SAN SPIGA Y EL ARTE DE ENSEÑAR SIN PERMISO

San Spiga lleva más de veinte años haciendo del mural una trinchera pedagógica y afectiva. Su arte es también un modo de estar en el mundo: horizontal, callejero y colectivo. Desde Viedma a Nápoles, pasando por Rosario, con colores y espaldas doloridas.

Sábado por la tarde, a sol pleno.
San Spiga abraza un balde. Viste un mameluco violeta, con salpicaduras. ¿De engrudo? ¿Pintura? ¿Pegamento? La única certeza es que los salpicones delatan labor. Además, transmiten una coherencia total para el artista, tallerista, docente y referente del street art que pregona que aprender es hacer.
Detrás de sus lentes de marco amplio, se ríe con los ojos. Dice que tiene 44, que está viejo, a propósito de dolores leves en la espalda. Algo de eso debe haber, aunque tiene energía para compartir.

> **Tareas del ejercicio**
**1.** En el texto sobre San Spiga, ¿qué edad dice tener el artista?
**2.** Reproduce del texto sobre San Spiga el fragmento que comienza con las palabras "San Spiga abraza" y termina con "aprender es hacer.".
**3.** Según el texto sobre San Spiga, ¿por qué las salpicaduras de su mameluco resultan coherentes con el artista?

> **Material proporcionado**
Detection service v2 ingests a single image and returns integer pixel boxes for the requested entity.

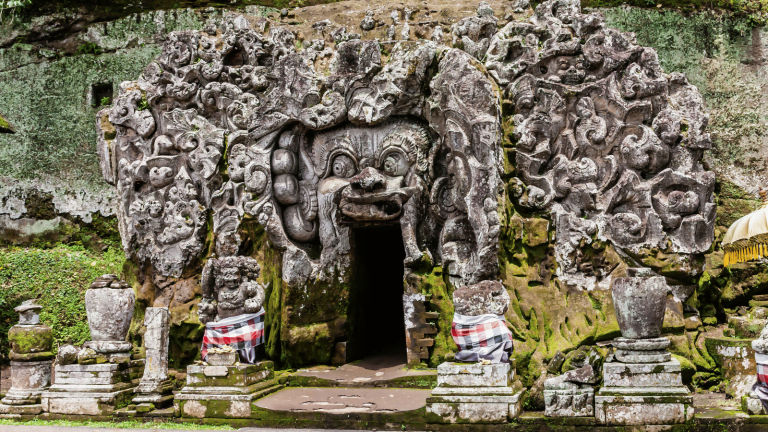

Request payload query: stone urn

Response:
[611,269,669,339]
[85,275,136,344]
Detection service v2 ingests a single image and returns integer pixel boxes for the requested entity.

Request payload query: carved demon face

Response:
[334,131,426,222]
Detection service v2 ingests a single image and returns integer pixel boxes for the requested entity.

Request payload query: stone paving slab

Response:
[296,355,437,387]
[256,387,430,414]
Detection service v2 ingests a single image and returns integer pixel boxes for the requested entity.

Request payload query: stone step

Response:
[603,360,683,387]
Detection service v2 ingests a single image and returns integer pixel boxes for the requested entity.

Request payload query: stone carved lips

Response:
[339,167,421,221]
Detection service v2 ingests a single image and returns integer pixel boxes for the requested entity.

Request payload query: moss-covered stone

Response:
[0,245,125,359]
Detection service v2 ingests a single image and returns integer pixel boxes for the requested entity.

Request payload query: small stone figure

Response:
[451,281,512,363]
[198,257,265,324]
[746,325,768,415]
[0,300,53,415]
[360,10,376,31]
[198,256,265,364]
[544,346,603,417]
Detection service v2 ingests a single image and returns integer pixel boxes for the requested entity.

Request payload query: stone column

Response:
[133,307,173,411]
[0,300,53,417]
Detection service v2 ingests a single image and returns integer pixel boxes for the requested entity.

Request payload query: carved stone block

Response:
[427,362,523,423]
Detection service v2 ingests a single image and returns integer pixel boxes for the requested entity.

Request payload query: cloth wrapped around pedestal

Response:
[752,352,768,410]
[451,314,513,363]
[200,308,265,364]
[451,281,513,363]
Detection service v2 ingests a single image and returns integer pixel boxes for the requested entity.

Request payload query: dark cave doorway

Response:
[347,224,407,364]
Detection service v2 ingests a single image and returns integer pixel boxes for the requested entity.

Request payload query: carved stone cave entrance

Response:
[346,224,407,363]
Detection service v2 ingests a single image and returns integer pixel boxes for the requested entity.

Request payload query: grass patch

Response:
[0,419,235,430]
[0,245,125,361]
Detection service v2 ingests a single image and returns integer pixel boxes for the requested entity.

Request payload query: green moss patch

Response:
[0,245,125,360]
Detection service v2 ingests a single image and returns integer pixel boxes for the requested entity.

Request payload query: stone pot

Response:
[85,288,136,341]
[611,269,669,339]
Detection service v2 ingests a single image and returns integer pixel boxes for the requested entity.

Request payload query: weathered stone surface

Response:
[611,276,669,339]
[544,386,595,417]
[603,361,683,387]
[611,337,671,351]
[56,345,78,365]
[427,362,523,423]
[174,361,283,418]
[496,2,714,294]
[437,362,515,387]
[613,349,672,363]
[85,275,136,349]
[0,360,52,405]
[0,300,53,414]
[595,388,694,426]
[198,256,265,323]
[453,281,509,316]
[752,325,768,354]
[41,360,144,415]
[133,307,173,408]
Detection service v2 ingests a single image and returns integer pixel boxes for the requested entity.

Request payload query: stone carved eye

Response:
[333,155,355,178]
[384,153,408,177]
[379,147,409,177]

...

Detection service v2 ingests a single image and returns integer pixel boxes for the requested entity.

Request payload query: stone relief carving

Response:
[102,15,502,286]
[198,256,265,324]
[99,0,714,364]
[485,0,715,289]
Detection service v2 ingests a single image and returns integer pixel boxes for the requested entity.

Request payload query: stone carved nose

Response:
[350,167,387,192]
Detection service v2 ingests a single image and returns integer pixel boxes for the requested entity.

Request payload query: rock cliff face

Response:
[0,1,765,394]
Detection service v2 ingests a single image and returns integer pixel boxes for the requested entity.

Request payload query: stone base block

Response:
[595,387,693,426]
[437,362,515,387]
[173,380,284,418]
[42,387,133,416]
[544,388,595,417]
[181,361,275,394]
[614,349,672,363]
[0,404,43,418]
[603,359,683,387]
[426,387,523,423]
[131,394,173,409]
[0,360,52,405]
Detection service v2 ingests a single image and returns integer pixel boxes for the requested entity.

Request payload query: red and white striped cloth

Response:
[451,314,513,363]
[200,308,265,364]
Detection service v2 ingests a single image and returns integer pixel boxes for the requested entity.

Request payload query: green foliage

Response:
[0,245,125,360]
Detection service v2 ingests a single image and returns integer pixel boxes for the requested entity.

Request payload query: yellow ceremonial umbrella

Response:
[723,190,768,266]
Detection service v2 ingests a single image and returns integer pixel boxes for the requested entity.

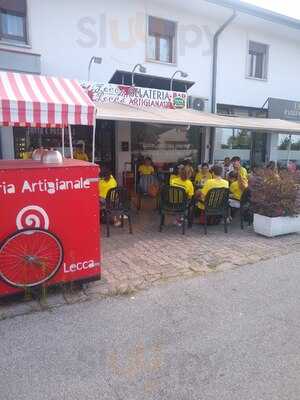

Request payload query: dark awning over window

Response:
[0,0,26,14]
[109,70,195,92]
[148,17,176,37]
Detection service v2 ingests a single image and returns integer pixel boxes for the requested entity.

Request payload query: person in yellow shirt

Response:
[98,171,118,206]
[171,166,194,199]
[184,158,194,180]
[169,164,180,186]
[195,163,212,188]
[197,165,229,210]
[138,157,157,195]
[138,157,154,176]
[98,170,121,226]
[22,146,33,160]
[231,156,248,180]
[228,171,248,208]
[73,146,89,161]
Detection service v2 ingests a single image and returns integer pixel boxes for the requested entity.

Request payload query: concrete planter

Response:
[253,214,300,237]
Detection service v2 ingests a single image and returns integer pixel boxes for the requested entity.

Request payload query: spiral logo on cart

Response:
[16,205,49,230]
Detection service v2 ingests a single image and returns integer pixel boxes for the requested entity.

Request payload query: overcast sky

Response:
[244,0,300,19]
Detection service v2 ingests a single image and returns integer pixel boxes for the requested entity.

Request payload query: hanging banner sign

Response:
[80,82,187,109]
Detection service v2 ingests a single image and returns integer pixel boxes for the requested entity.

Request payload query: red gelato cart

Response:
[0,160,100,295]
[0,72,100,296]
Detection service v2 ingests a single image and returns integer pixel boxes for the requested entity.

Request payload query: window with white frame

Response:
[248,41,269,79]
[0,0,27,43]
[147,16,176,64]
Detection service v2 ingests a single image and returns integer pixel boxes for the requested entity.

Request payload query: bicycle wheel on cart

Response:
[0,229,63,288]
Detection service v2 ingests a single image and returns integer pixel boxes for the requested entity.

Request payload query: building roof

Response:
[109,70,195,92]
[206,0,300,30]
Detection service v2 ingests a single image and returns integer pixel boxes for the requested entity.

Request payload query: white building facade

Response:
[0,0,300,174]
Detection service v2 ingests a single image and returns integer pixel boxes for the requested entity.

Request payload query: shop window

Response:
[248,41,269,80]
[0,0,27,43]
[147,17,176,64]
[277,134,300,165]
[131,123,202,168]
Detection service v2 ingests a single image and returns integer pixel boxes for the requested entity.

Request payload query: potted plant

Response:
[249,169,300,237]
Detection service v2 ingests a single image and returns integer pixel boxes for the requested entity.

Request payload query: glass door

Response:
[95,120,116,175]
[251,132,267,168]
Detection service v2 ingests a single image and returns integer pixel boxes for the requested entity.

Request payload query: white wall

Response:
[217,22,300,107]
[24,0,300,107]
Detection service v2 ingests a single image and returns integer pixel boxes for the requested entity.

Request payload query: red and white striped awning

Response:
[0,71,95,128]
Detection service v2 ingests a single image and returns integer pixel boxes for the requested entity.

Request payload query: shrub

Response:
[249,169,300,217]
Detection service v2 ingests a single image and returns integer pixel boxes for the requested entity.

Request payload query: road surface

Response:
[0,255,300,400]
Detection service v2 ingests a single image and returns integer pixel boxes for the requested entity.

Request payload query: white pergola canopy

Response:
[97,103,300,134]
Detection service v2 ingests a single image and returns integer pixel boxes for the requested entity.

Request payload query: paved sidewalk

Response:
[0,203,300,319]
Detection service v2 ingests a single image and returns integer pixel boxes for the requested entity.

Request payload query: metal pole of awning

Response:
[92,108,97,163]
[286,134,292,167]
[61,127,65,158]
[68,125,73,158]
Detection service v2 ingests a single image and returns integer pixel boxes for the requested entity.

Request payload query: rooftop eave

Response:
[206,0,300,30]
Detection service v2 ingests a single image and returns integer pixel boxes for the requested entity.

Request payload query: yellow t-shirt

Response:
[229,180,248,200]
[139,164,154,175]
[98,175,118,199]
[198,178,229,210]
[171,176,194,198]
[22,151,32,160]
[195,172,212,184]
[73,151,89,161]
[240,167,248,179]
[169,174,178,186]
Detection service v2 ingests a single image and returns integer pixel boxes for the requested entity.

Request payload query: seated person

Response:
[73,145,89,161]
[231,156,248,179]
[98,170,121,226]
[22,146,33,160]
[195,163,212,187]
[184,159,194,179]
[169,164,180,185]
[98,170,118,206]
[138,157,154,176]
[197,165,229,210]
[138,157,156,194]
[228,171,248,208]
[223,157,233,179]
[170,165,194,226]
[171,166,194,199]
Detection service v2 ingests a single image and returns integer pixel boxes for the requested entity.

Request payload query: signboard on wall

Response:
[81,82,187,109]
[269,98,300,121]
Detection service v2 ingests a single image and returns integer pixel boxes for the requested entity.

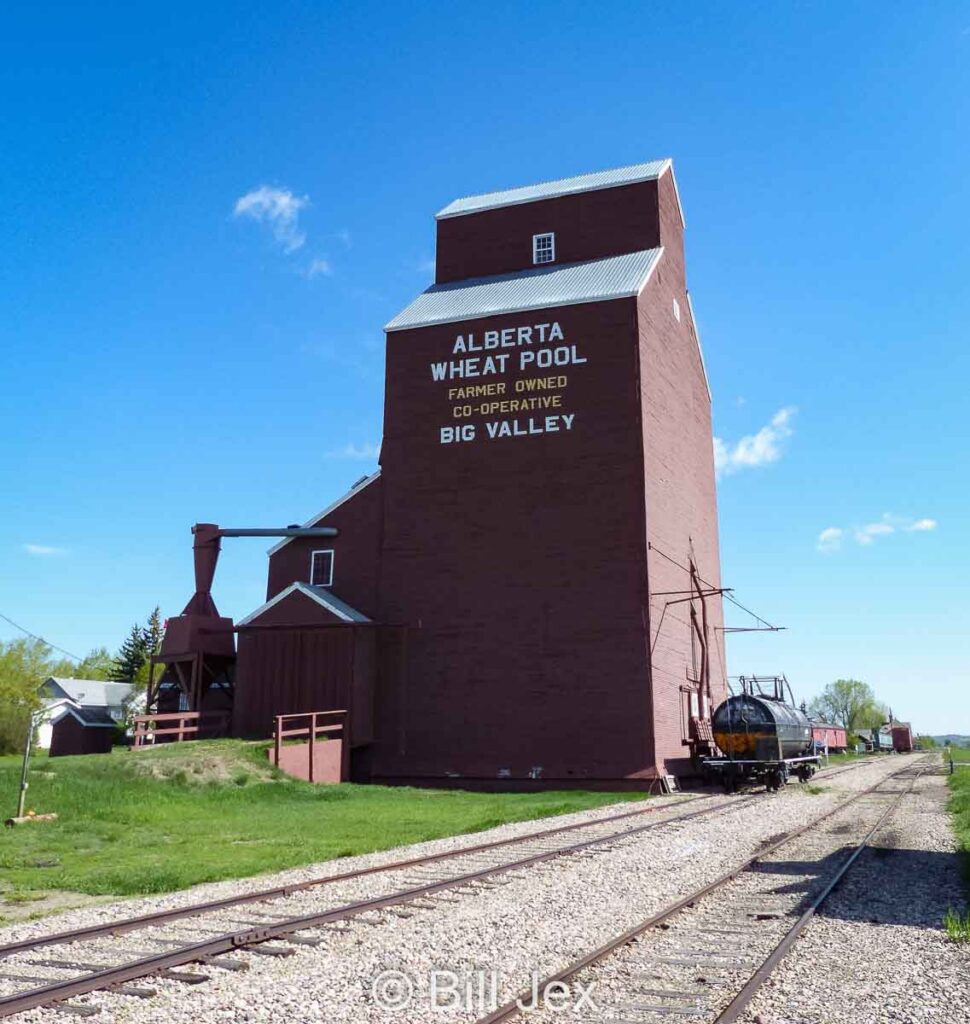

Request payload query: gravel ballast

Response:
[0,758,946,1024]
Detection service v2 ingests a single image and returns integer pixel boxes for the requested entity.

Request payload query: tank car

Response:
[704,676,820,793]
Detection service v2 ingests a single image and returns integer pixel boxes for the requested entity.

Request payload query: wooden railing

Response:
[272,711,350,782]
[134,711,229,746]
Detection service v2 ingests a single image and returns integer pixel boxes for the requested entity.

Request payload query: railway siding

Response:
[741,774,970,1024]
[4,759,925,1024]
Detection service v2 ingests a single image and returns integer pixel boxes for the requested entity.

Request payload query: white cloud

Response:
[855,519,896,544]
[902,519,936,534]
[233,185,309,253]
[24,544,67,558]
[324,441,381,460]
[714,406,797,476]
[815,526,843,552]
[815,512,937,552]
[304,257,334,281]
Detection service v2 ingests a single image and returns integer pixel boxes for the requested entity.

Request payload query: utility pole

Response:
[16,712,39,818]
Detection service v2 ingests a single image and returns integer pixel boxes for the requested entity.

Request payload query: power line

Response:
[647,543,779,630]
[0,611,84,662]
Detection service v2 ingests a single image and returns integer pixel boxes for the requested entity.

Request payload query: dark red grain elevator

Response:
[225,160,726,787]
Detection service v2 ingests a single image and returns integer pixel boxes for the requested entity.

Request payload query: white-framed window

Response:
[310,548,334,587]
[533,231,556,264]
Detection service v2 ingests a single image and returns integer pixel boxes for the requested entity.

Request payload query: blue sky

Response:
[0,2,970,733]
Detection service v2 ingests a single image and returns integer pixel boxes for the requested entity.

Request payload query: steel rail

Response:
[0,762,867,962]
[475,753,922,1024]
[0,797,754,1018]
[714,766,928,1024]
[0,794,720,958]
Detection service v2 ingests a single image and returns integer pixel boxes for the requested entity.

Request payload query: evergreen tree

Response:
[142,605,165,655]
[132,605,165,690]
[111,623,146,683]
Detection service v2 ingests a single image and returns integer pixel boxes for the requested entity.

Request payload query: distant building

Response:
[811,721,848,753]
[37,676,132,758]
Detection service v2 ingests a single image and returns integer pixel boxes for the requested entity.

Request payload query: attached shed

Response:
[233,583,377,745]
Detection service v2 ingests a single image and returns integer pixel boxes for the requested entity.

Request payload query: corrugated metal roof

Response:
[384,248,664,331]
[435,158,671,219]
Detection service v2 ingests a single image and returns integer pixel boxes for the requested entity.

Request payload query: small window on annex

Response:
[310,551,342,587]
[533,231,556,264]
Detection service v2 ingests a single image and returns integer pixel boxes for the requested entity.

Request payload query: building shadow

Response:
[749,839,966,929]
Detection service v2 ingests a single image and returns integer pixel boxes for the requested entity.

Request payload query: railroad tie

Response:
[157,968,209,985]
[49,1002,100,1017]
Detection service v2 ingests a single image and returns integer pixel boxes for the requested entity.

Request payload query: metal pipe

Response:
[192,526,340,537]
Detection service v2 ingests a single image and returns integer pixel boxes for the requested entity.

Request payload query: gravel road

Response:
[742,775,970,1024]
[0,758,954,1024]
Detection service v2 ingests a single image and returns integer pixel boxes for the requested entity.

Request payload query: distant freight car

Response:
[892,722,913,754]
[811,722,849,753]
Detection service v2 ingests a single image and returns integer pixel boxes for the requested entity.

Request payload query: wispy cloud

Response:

...

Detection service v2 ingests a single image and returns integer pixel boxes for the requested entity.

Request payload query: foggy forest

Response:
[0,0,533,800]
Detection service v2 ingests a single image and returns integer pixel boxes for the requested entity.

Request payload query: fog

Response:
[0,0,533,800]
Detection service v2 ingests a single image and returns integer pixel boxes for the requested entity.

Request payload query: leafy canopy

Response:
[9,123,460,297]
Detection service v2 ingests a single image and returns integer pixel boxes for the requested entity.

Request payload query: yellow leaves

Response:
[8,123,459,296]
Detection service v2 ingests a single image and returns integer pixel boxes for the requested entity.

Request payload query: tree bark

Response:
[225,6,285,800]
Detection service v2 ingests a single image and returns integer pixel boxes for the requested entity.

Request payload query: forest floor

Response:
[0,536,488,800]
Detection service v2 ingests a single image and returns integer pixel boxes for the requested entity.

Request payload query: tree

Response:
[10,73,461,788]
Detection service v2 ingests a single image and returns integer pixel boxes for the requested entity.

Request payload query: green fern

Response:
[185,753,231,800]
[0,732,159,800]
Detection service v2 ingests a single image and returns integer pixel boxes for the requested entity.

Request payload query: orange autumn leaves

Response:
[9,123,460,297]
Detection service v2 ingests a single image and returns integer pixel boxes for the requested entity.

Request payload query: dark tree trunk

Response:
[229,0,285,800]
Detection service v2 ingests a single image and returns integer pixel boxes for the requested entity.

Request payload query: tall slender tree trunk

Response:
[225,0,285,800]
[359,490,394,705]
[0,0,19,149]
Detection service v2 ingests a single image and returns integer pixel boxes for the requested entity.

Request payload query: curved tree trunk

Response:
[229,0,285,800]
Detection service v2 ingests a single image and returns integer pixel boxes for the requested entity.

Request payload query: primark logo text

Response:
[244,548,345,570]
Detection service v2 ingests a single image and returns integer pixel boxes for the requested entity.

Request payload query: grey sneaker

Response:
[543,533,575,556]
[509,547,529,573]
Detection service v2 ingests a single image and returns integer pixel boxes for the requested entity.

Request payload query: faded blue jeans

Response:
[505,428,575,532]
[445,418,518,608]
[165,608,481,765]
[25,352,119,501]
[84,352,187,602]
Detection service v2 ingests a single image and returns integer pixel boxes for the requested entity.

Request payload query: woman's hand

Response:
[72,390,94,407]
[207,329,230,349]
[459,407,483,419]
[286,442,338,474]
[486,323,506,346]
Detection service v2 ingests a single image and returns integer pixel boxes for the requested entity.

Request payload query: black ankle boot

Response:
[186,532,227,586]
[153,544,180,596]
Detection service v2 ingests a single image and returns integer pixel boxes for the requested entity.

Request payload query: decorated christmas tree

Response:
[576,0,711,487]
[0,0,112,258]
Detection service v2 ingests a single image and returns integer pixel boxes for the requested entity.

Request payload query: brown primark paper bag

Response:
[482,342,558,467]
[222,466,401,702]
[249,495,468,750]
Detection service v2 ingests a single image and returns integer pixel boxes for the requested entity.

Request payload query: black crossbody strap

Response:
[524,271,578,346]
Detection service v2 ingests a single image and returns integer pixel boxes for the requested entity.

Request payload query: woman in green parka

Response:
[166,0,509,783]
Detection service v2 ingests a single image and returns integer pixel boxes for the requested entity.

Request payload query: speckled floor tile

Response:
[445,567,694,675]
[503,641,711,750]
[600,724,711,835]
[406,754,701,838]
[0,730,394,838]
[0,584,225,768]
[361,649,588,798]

> **Las respuestas**
**1.** Dice que tiene 44 años.

**2.**
San Spiga abraza un balde. Viste un mameluco violeta, con salpicaduras. ¿De engrudo? ¿Pintura? ¿Pegamento? La única certeza es que los salpicones delatan labor. Además, transmiten una coherencia total para el artista, tallerista, docente y referente del street art que pregona que aprender es hacer.

**3.** Las salpicaduras delatan labor, es decir, muestran que ha estado trabajando. Eso concuerda con un artista que pregona que aprender es hacer.